** Start Material **

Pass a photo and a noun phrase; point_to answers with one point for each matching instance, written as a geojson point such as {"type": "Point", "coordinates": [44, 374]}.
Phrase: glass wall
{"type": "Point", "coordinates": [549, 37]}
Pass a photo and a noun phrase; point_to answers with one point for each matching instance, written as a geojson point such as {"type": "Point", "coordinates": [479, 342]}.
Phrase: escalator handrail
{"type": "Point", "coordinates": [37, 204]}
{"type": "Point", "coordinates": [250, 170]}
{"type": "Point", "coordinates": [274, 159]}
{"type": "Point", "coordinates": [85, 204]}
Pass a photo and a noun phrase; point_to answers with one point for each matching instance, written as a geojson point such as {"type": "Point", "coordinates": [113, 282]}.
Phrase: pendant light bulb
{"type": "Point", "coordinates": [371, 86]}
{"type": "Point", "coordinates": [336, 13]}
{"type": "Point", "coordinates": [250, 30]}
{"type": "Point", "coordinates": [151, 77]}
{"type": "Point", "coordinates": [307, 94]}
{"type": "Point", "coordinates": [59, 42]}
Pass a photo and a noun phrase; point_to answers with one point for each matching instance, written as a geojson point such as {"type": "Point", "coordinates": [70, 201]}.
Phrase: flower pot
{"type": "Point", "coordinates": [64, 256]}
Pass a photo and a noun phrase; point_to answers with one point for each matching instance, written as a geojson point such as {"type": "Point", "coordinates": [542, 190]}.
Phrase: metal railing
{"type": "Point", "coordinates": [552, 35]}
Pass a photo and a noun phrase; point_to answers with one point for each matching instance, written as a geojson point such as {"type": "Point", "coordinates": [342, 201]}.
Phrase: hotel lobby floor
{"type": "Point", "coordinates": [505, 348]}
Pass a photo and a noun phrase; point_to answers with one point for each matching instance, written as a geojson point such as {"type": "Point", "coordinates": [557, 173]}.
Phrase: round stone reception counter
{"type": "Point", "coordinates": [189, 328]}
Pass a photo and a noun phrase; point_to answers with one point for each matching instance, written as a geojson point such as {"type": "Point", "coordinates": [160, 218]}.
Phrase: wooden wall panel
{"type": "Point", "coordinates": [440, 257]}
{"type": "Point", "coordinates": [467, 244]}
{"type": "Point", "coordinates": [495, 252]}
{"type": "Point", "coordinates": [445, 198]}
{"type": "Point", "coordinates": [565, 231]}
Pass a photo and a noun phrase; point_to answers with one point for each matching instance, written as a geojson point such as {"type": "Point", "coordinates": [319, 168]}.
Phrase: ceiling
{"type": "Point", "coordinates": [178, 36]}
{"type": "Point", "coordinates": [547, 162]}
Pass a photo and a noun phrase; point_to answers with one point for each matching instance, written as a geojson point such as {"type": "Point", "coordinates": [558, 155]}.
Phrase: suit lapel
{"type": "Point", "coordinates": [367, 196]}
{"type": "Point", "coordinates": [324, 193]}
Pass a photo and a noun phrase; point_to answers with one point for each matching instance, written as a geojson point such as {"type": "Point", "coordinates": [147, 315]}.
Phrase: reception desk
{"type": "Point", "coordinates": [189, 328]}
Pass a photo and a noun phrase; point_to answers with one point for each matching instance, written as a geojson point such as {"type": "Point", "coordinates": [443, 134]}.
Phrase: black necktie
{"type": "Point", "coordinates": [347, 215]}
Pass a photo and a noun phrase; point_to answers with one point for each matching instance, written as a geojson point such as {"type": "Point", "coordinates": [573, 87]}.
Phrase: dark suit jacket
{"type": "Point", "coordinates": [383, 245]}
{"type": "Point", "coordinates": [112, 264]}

** End Material **

### [Stated task]
Every line above should be retyped exactly as given.

### [Task solution]
Pass a photo and a noun phrase; point_to answers with one point for each matching instance, written as a geojson point such as {"type": "Point", "coordinates": [44, 374]}.
Phrase: glass wall
{"type": "Point", "coordinates": [549, 37]}
Pass a photo and a noun phrase; point_to answers with one point for each matching instance, written as a geojson point such as {"type": "Point", "coordinates": [479, 342]}.
Phrase: escalator handrail
{"type": "Point", "coordinates": [37, 204]}
{"type": "Point", "coordinates": [250, 170]}
{"type": "Point", "coordinates": [274, 159]}
{"type": "Point", "coordinates": [85, 204]}
Pass a photo and a noun phrase; point_to answers with one point for each matching instance, written as a geojson point such as {"type": "Point", "coordinates": [113, 282]}.
Phrase: pendant light bulb
{"type": "Point", "coordinates": [371, 86]}
{"type": "Point", "coordinates": [336, 13]}
{"type": "Point", "coordinates": [250, 30]}
{"type": "Point", "coordinates": [151, 77]}
{"type": "Point", "coordinates": [307, 94]}
{"type": "Point", "coordinates": [59, 42]}
Pass a photo and a noun phrase; point_to answers with one point for each matching instance, written as a geojson point such as {"type": "Point", "coordinates": [70, 201]}.
Phrase: flower pot
{"type": "Point", "coordinates": [64, 256]}
Pass a photo and a noun phrase; point_to answers with one point for each matching instance, written as a geojson point such as {"type": "Point", "coordinates": [542, 190]}.
Phrase: metal railing
{"type": "Point", "coordinates": [552, 35]}
Pass a photo and a noun phrase; point_to answers with one point for each matching instance, written as a geojson point such as {"type": "Point", "coordinates": [342, 201]}.
Phrase: hotel lobby floor
{"type": "Point", "coordinates": [505, 348]}
Pass a photo and a noun phrase; point_to answers with one point for each matching instance, written as a geojson point such as {"type": "Point", "coordinates": [557, 173]}.
Phrase: round stone reception counter
{"type": "Point", "coordinates": [189, 328]}
Pass a photo and a noun phrase; point_to answers with one point for each matching instance, written as a geojson point such as {"type": "Point", "coordinates": [160, 218]}.
Phrase: wooden wall panel
{"type": "Point", "coordinates": [440, 257]}
{"type": "Point", "coordinates": [467, 244]}
{"type": "Point", "coordinates": [495, 252]}
{"type": "Point", "coordinates": [445, 198]}
{"type": "Point", "coordinates": [565, 231]}
Pass a photo and a noun phrase; point_to answers with one point for each matching instance, written as a geojson point such as {"type": "Point", "coordinates": [319, 168]}.
Phrase: ceiling
{"type": "Point", "coordinates": [178, 36]}
{"type": "Point", "coordinates": [547, 162]}
Pass a photo and a noun phrase; point_to answers with one point for each matching instance, written as a geojson point such as {"type": "Point", "coordinates": [558, 155]}.
Phrase: suit lapel
{"type": "Point", "coordinates": [367, 196]}
{"type": "Point", "coordinates": [324, 193]}
Pass a photo and a noun phrase; point_to answers with one point for each matching instance, written as a geojson point such as {"type": "Point", "coordinates": [147, 315]}.
Phrase: reception desk
{"type": "Point", "coordinates": [189, 328]}
Pass a photo and a noun phrase; point_to answers with one point for each matching instance, written as a geojson point such as {"type": "Point", "coordinates": [443, 134]}.
Phrase: black necktie
{"type": "Point", "coordinates": [347, 215]}
Pass a photo and a noun phrase; point_to answers with one point for each matching instance, written as a geojson point such as {"type": "Point", "coordinates": [573, 87]}.
Phrase: dark suit jacket
{"type": "Point", "coordinates": [383, 245]}
{"type": "Point", "coordinates": [112, 264]}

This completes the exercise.